_PROBLEM DETAILS_
Quote the listing below in its entirety, omitting every image.

---*---

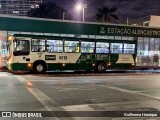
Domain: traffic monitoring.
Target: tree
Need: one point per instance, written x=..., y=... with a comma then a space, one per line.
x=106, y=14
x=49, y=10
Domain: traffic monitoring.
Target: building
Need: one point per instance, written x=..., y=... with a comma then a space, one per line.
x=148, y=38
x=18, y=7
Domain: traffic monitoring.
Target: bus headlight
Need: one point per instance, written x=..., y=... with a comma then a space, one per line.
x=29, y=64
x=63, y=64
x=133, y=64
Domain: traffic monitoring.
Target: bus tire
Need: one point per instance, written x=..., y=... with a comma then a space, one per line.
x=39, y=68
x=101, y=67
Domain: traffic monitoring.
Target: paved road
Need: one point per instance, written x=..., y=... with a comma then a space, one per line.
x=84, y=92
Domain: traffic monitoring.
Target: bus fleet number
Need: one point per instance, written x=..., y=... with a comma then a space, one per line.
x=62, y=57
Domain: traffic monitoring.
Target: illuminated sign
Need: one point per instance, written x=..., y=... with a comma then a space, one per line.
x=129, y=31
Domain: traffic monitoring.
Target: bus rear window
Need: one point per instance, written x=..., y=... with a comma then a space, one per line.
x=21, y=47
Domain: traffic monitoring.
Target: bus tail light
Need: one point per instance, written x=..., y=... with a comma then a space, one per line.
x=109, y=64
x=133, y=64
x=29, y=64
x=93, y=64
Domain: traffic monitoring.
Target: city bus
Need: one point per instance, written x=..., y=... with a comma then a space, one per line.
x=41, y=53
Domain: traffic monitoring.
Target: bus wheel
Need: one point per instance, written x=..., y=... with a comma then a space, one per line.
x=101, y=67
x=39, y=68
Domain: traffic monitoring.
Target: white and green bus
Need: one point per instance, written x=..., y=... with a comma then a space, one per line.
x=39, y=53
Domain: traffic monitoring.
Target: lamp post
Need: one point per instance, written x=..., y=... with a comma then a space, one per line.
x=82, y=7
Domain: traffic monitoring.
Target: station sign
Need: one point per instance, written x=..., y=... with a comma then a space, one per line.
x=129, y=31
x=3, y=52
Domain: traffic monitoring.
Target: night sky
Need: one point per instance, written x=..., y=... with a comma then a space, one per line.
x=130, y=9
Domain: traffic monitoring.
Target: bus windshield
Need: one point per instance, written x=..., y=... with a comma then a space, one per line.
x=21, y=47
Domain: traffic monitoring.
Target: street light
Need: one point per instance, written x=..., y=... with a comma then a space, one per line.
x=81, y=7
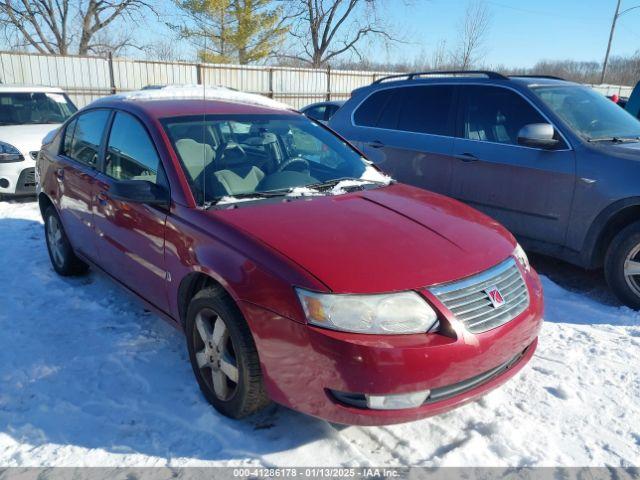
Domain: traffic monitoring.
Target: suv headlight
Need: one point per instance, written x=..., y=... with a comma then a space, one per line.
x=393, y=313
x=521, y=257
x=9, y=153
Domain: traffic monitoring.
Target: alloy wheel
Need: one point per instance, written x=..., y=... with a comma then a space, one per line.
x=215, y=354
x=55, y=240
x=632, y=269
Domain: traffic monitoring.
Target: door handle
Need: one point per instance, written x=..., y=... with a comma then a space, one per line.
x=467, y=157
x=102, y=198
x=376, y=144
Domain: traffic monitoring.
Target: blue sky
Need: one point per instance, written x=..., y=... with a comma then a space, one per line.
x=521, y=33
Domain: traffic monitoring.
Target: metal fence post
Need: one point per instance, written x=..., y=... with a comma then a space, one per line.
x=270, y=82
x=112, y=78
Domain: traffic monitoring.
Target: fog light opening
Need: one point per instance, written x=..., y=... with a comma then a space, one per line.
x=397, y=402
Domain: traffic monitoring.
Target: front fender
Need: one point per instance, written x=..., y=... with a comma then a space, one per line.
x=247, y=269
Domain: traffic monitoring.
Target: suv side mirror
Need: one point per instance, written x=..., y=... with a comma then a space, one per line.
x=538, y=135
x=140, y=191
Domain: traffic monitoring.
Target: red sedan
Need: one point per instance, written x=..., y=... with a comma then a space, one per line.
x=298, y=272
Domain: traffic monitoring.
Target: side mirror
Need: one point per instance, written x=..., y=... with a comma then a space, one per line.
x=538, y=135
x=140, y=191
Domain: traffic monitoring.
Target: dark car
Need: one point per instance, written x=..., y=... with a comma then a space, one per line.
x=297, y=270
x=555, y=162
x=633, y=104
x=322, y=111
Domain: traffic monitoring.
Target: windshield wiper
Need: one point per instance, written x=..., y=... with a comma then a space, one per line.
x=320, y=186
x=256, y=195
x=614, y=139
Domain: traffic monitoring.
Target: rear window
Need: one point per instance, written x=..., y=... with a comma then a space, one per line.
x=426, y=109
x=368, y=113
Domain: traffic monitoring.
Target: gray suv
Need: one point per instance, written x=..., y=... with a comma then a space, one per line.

---*---

_COMPLETED EXERCISE_
Domain: traffic monitoring.
Target: tree
Need: one point per instance, written x=..., y=... with a comma then a space, one per line.
x=106, y=14
x=49, y=10
Domain: traffic monitoring.
Target: building
Need: one point per instance, written x=..., y=... with a comma then a space, one per line.
x=148, y=38
x=18, y=7
Domain: traffic monitoring.
Target: bus headlight
Need: one point per instance, written x=..., y=... with a comma then a space, one per line.
x=29, y=64
x=63, y=64
x=133, y=64
Domain: traffic monitoring.
Target: bus tire
Need: one point per instance, written x=..., y=... with a comma then a space, one per line.
x=39, y=68
x=101, y=67
Domain: traffic monitoring.
Target: paved road
Need: one point per instance, written x=..., y=... with a comma then a space, one per line.
x=84, y=92
Domain: traffic monitoring.
Target: bus fleet number
Need: one point per instance, written x=..., y=... with a comma then a space, one per line.
x=62, y=57
Domain: traffic monitoring.
Target: illuminated sign
Need: one point per instance, written x=..., y=... with a comma then a space, one per line.
x=129, y=31
Domain: traffic monitoring.
Target: bus rear window
Need: one point per instance, written x=..., y=... with a comma then a space, one per line.
x=21, y=47
Domain: traffic monitoring.
Target: bus tail light
Need: one point per instance, written x=..., y=... with a comma then a space, one per line.
x=109, y=64
x=133, y=64
x=29, y=64
x=93, y=64
Domain: traffic monitoring.
Target: city bus
Need: one point per instance, written x=..., y=... with a comma then a space, one per line.
x=41, y=53
Domain: traffic monitoring.
Target: bus wheel
Need: one point per instance, written x=..., y=... with a comma then a space, one per line.
x=101, y=67
x=39, y=68
Domain: traffic monitoring.
Target: white and green bus
Need: one point per instance, written x=..., y=... with a comma then a space, one per line.
x=39, y=53
Domain: traffic monitoring.
Target: lamp post
Need: one point per instance, written x=..., y=... with a comma then a space, one per line.
x=82, y=7
Domain: traffic monitoring.
Target: station sign
Need: one point per instance, written x=..., y=... with a comma then a space, one per line.
x=129, y=31
x=3, y=52
Domain: traffic monitoring.
Target: night sky
Need: one point per instance, written x=..., y=... with a comma then a space, one per line.
x=130, y=9
Domain: traffic monitoring.
Target: bus windshield
Need: one point per instance, written x=..., y=... with a comma then a space, one per line.
x=21, y=47
Domain: traffic monitoring.
Target: street light
Need: one point per instance, written x=..., y=... with a comma then a space, one per line.
x=81, y=7
Domain: traffic monitoring.
Target: suv headlight
Need: one point per instance, written x=..., y=... with a comma then a space, one per line.
x=393, y=313
x=521, y=257
x=9, y=153
Domain: traffic monitoring.
Target: alloy wheel
Need: one point per instance, written x=..., y=... with a comma then a space, one per line.
x=215, y=354
x=55, y=240
x=632, y=269
Domain: traffic monitoring.
Target: door handle
Need: one point per instance, written x=..., y=... with a comma then a space, one per line.
x=467, y=157
x=102, y=198
x=376, y=144
Domain: traffic monitoring.
Target: blue sky
Need: one point per instance, written x=..., y=... with a comma then a space, one per line.
x=521, y=33
Domain: traffic monitoring.
Target: metal fence post
Need: one point per instance, written x=..., y=... with a comma then a space, one per line.
x=270, y=82
x=112, y=78
Domain: traffic monitoring.
Target: fog light opening
Need: one point per instance, written x=..., y=... with a comma then a space, one per line.
x=397, y=402
Domain: traffic monitoring.
Target: front fender
Need: one point per instance, written x=..., y=... with a comma then a space, one per line.
x=247, y=269
Domain: traffic monitoring.
Target: suv side mirror
Need: one point per instance, written x=..., y=... with a comma then a space, one per line.
x=538, y=135
x=140, y=191
Domain: traffic monitoring.
Target: red sedan
Need: one point per instance, written x=..., y=... with a comma then a space, one per line.
x=298, y=272
Domain: traffic monitoring.
Target: side mirror
Need: one point per instance, written x=..., y=... with a comma then a space, one per line.
x=538, y=135
x=140, y=191
Domain: traffic monitoring.
Target: dark car
Need: one point per instance, written x=..., y=... with a comma then a space, one per line.
x=297, y=270
x=555, y=162
x=633, y=104
x=322, y=111
Domain: traffic monitoring.
Target: windshield wiper
Need: one point per instance, written x=..., y=... with a comma then a space, one per line.
x=320, y=186
x=256, y=195
x=614, y=139
Domain: traffic monitoring.
Target: rear window
Need: one point per instance, written x=..., y=... with a comma then a space, one per line.
x=426, y=109
x=368, y=113
Domain: traffic monitoring.
Target: gray suv
Need: one point per instance, written x=..., y=... with a comma then a space, one per line.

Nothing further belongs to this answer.